TRICK-OR-TREAT AND VISIT THE ANIMALS DURING SEVEN NIGHTS OF HALLOWEEN FESTIVITIES – Cheyenne Mountain Zoo will feel the Halloween spirit when little ghouls and goblins attend Boo at the Zoo, starting Saturday, October 16, 2021. This Colorado Springs Halloween tradition is a fun way for families to trick-or-treat and enjoy Halloween festivities in a unique environment. Boo at the Zoo is Oct. 16-17, 23-24, and 29-31 from 4 to 8:30 p.m. Advance timed e-tickets are required and available at cmzoo.org/boo.
In addition to visiting select animal exhibits and trick-or-treating, frightfully fun attractions include a lighted pumpkin patch, a kid-friendly spooky haunted house, Ghoulish Graveyard and Pirates Cove. Attendees can also enjoy rides on the Mountaineer Sky Ride, weather permitting. The Sky Ride provides breathtaking views of Colorado Springs at night and a lift to two additional trick-or-treat stations at the top.

—————

* _List of tasks_:
1: From the Boo at the Zoo announcement, extract the passage word for word, beginning at the words "TRICK-OR-TREAT AND VISIT" and stopping after "available at cmzoo.org/boo.".
2: According to the Boo at the Zoo announcement, during what hours does the event run?

—————

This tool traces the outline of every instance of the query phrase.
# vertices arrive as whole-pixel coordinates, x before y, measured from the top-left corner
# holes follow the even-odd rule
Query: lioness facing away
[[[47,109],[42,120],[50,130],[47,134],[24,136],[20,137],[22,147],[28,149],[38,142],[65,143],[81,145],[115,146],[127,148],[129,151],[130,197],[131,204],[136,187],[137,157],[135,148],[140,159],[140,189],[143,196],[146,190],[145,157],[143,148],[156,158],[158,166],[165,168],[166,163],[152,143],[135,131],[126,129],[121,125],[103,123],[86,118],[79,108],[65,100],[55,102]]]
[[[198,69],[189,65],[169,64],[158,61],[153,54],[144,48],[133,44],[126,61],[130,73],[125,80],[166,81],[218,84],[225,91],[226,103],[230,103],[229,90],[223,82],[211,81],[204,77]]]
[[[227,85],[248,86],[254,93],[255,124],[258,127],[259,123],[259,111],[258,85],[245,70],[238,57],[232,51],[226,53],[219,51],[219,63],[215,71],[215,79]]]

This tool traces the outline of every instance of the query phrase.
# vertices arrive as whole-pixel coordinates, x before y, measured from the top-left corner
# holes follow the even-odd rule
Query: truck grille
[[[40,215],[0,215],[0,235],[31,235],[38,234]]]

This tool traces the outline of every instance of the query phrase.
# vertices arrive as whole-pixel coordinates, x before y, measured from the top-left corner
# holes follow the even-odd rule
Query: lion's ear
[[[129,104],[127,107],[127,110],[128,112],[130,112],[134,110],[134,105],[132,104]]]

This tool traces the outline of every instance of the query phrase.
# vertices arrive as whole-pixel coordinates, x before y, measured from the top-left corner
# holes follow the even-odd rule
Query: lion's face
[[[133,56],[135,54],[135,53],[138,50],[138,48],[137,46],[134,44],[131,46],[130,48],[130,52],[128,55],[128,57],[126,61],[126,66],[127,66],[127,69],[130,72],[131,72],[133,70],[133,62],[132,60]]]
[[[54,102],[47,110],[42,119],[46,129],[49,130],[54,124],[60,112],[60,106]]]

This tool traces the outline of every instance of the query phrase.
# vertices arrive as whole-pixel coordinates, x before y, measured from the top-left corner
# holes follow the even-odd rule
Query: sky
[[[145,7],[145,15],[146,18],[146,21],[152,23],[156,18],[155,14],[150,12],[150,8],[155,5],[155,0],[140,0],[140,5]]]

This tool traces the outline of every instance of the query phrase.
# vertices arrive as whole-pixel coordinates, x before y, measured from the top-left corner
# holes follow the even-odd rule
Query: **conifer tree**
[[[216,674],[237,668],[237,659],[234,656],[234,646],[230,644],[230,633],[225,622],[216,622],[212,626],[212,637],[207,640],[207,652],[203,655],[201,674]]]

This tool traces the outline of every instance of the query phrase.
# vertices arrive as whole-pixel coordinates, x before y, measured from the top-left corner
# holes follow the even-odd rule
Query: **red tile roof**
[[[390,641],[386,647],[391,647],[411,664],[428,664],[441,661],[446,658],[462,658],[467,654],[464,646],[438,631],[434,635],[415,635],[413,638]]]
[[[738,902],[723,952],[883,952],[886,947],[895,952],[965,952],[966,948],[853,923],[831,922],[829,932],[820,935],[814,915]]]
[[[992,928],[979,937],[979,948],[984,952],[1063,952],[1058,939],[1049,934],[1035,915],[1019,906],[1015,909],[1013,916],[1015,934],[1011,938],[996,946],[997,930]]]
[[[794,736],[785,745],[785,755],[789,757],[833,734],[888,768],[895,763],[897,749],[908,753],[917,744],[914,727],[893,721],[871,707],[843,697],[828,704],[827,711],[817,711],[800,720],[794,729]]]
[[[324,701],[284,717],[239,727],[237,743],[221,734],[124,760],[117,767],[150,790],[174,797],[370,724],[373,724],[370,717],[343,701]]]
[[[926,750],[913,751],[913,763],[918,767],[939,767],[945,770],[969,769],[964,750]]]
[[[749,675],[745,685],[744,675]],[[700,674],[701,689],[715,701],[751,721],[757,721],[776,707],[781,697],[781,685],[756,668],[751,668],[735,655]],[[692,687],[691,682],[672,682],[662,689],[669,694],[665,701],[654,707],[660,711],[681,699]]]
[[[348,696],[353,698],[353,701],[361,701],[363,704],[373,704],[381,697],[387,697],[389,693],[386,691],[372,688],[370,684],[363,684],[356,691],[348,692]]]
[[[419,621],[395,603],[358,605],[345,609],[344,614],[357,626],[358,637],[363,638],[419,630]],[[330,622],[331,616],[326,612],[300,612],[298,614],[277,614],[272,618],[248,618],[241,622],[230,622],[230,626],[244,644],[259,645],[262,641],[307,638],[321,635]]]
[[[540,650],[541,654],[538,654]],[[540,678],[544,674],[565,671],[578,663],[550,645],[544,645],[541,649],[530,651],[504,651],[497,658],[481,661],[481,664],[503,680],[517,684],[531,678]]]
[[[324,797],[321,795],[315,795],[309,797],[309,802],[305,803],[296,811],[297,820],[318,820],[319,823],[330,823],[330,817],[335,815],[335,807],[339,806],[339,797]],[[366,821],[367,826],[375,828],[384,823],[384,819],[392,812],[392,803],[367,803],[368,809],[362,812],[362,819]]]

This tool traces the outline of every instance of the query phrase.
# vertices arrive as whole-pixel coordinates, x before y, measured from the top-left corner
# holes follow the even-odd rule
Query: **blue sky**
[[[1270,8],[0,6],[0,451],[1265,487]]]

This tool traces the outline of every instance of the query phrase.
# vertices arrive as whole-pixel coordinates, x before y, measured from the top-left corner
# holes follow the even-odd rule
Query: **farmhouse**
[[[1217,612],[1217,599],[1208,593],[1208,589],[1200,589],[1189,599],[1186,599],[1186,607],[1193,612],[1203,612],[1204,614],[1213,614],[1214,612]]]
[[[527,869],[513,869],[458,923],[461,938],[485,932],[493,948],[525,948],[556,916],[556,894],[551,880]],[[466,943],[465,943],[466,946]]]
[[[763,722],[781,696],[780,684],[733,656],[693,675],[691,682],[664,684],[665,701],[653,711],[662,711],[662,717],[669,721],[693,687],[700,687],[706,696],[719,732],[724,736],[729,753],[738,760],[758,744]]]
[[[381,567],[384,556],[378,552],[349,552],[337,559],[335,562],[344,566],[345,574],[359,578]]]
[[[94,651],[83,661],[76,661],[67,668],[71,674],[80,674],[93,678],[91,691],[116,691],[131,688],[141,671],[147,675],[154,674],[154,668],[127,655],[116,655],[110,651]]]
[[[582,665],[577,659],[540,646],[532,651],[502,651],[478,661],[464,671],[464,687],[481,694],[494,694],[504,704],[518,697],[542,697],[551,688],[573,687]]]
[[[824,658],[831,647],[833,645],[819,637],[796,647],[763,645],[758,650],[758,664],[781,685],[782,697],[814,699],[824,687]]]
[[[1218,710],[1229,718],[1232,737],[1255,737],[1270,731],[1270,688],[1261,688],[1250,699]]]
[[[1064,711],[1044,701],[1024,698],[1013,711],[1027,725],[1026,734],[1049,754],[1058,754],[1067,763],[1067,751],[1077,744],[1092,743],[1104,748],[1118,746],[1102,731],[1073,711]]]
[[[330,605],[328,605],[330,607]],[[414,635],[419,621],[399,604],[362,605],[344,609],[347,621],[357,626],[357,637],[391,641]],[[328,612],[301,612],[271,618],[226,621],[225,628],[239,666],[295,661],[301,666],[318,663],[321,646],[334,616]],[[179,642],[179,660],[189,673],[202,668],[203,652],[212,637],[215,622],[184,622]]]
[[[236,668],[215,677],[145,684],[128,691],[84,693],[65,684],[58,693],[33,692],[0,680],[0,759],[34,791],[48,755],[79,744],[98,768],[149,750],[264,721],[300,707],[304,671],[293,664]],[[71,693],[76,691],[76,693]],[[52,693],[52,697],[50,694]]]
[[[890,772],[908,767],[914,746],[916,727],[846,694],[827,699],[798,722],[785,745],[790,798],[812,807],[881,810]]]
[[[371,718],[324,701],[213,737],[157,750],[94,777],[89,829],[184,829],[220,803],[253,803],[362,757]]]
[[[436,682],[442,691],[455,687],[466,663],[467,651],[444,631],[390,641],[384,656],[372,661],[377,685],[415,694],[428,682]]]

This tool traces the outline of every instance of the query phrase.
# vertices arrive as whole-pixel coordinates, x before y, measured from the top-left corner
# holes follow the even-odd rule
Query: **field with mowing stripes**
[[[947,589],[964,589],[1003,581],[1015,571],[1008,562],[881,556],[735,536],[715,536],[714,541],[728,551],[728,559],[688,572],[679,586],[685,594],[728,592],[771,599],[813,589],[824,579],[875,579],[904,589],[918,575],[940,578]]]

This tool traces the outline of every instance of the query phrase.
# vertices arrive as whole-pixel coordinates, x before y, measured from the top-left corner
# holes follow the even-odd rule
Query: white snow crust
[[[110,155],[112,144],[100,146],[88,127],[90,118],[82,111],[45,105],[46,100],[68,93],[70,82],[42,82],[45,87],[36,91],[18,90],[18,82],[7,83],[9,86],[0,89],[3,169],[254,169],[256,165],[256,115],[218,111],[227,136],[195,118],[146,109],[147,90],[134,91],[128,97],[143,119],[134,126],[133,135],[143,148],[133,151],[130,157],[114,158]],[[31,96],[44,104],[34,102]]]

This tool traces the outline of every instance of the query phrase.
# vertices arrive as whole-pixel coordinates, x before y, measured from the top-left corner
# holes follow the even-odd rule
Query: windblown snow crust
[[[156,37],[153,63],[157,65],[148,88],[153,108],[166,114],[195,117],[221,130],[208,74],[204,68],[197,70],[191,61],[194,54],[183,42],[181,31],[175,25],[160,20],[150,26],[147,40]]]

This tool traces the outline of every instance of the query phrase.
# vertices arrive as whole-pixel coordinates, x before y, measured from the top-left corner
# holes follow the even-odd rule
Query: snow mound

—————

* _Outputs in order_:
1:
TRICK-OR-TREAT AND VISIT THE ANIMALS DURING SEVEN NIGHTS OF HALLOWEEN FESTIVITIES – Cheyenne Mountain Zoo will feel the Halloween spirit when little ghouls and goblins attend Boo at the Zoo, starting Saturday, October 16, 2021. This Colorado Springs Halloween tradition is a fun way for families to trick-or-treat and enjoy Halloween festivities in a unique environment. Boo at the Zoo is Oct. 16-17, 23-24, and 29-31 from 4 to 8:30 p.m. Advance timed e-tickets are required and available at cmzoo.org/boo.

2: From 4 to 8:30 p.m.